[Stored items]
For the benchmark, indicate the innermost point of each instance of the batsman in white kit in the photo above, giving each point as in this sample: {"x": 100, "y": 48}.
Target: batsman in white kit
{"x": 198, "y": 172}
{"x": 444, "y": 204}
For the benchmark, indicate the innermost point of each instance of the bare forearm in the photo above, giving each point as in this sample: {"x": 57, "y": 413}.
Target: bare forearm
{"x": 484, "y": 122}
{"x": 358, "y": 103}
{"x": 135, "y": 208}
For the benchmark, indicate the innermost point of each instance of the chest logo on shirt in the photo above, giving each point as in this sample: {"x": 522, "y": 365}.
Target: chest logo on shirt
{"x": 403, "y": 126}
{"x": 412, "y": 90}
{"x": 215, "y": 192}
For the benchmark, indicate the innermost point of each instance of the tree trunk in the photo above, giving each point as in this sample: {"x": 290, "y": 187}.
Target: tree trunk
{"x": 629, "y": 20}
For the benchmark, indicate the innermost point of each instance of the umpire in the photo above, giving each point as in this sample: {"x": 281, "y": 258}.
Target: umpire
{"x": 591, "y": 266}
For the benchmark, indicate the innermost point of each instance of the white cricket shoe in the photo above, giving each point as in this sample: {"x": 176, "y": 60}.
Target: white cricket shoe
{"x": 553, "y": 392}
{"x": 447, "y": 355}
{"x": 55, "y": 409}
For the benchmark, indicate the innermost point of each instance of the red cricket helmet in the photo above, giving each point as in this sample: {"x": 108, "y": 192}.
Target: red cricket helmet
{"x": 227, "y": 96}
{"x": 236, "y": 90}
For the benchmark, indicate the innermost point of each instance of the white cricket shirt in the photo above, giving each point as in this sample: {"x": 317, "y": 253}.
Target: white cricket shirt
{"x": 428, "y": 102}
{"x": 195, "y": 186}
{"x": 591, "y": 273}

[Exercise objective]
Could you copy out every line of the records above, word for word and in the same order?

[Reply]
For the benchmark, indicate the innermost point of each instance of the batsman in white kit in the photo above, giving each point as in this sample: {"x": 100, "y": 48}.
Target: batsman in white kit
{"x": 198, "y": 172}
{"x": 444, "y": 204}
For the benchmark, indicate the innermost point of each instance of the bare forearm in the photo above, giving each point as in this sample: {"x": 57, "y": 413}.
Target: bare forearm
{"x": 484, "y": 122}
{"x": 358, "y": 103}
{"x": 135, "y": 208}
For the benchmark, indicate the innermost point of each instance of the chest logo on shirt in the photo above, giving each point as in this sample: {"x": 522, "y": 365}.
Target: chest logo on shirt
{"x": 403, "y": 126}
{"x": 412, "y": 90}
{"x": 215, "y": 192}
For the benchmark, indicate the innermost point of each instance of the tree trunk in the photo above, giving each point as in this sample: {"x": 290, "y": 187}.
Target: tree trunk
{"x": 629, "y": 20}
For the benchmark, indicate the innermost point of each instance of the umpire in the photo above, giving each point as in this sample: {"x": 281, "y": 258}.
Target: umpire
{"x": 591, "y": 266}
For the benchmark, indicate the innermost point of each instance of the white cricket shoe in the photo above, giving each point as in this sample: {"x": 176, "y": 60}.
Target: white cricket shoe
{"x": 553, "y": 392}
{"x": 447, "y": 355}
{"x": 55, "y": 409}
For the benchmark, indicate the innermost point of each instance of the red cricket helmet in the photo above, giving each point as in this sample: {"x": 108, "y": 192}.
Target: red cricket helmet
{"x": 227, "y": 96}
{"x": 236, "y": 90}
For the benchmark, indicate the innermost point of each instance of the white cricket shirt in the photo above, giving each point as in this sample: {"x": 317, "y": 253}.
Target: white cricket shirt
{"x": 428, "y": 102}
{"x": 195, "y": 186}
{"x": 591, "y": 273}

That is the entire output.